Texto proporcionado →
☆ ☆ ☆ ☆

El diálogo puede ser un mecanismo para construir y transformar nuestro mundo, si se toma desde una perspectiva liberadora. Desde otro lugar, puede ser utilizado como mecanismo de dominación, tradición donde se enmarcan los procesos de diálogo en Guatemala, contando el proceso de negociación de la paz.

Al analizar los diálogos es importante poner atención a los sujetos, porque vienen con historias y mundos de la vida que van a condicionar el propósito y el fin del proceso, si éstos reconocen sus propias potencias, cuáles son sus discursos y sus acciones concretas. Todo ello permitirá tener claro con quién se establece un diálogo y hasta dónde puede permitir la construcción. Los diálogos –regularmente- están asociados a los pactos establecidos entre sujetos dominantes, y por tanto, pueden dar cuenta de las relaciones de poder que privan en esos procesos.

Saco a colación los diálogos en el XX aniversario de la firma de los Acuerdos de Paz, para evidenciar cómo los marcos de referencia desde donde se piensan, han dado forma a nuestras prácticas políticas y dialogantes posteriores, y en este caso, dinamizaron los caminos que hemos transitado durante más de dos décadas.

Es pertinente decir que la mayoría de análisis sobre los Acuerdos de Paz centran su atención en su implementación. Las posiciones más críticas, que provienen de las mujeres, señalan las trampas que puso a la cuestión organizativa la relación con el Estado, aunque reconocen que aprendieron a no callarse y a perder el miedo, entre otras cosas. Lideresas indígenas señalan que estos acuerdos dieron paso a la explotación de los territorios y han contribuido muy poco a las luchas de libre determinación de los pueblos.

☆ ☆ ☆ ☆

Filas extraídas →
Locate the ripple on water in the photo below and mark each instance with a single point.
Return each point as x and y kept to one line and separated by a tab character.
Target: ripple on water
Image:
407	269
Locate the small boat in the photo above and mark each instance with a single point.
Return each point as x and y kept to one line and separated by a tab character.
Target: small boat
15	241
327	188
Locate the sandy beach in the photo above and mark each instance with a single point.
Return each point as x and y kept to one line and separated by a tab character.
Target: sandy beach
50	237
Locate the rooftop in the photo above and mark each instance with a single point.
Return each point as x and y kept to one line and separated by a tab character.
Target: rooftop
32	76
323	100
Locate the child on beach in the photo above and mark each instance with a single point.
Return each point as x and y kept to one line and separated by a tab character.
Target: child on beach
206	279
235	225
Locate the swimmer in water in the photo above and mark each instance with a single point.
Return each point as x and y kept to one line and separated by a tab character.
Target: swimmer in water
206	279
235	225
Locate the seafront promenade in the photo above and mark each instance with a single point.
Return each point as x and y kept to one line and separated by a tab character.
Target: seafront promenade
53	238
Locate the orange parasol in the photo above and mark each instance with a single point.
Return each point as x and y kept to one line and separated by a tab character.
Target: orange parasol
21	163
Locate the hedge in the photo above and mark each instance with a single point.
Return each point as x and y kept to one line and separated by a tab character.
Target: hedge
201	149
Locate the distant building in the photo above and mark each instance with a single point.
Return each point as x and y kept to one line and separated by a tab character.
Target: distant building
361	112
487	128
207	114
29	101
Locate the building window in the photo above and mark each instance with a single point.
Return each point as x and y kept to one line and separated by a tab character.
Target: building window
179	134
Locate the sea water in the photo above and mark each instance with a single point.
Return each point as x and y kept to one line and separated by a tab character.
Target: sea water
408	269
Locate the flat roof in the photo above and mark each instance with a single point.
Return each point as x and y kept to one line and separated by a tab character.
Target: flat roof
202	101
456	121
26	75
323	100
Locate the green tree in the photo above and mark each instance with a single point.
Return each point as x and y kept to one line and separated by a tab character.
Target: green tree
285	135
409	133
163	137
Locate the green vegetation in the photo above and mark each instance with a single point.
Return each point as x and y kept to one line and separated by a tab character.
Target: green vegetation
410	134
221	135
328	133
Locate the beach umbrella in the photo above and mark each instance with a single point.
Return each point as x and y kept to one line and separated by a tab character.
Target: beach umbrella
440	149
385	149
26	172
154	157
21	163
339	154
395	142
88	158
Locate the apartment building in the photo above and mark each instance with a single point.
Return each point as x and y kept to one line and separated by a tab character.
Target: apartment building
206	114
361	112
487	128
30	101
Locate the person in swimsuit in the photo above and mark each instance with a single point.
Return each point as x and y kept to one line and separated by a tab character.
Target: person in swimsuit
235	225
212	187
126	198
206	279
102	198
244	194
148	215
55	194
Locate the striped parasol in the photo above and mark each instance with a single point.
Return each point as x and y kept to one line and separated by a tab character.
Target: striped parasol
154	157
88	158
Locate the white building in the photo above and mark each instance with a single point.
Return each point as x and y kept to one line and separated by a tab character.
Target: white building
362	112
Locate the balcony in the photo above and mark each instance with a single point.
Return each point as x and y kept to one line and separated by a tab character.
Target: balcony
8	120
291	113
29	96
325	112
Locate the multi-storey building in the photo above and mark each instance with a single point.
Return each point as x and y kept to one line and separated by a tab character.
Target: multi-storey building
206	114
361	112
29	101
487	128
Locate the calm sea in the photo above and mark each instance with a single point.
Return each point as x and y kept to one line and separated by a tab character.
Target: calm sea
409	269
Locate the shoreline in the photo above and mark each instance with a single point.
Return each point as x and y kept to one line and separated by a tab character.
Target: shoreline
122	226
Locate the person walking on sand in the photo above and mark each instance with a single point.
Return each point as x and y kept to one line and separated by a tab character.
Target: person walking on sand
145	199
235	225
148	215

☆ ☆ ☆ ☆

Instrucciones →
a - Devuelve de forma literal el tramo del texto sobre los diálogos en Guatemala que va desde "Al analizar los" hasta "en esos procesos.".
b - Responde estas preguntas según el texto sobre los diálogos en Guatemala:
(i) ¿Con qué están asociados regularmente los diálogos?
(ii) ¿En qué centra su atención la mayoría de análisis sobre los Acuerdos de Paz?
(iii) Según las lideresas indígenas, ¿a qué dieron paso estos acuerdos?

Respuestas finales →
a -
Al analizar los diálogos es importante poner atención a los sujetos, porque vienen con historias y mundos de la vida que van a condicionar el propósito y el fin del proceso, si éstos reconocen sus propias potencias, cuáles son sus discursos y sus acciones concretas. Todo ello permitirá tener claro con quién se establece un diálogo y hasta dónde puede permitir la construcción. Los diálogos –regularmente- están asociados a los pactos establecidos entre sujetos dominantes, y por tanto, pueden dar cuenta de las relaciones de poder que privan en esos procesos.

b -
(i) A los pactos establecidos entre sujetos dominantes.
(ii) En su implementación.
(iii) A la explotación de los territorios.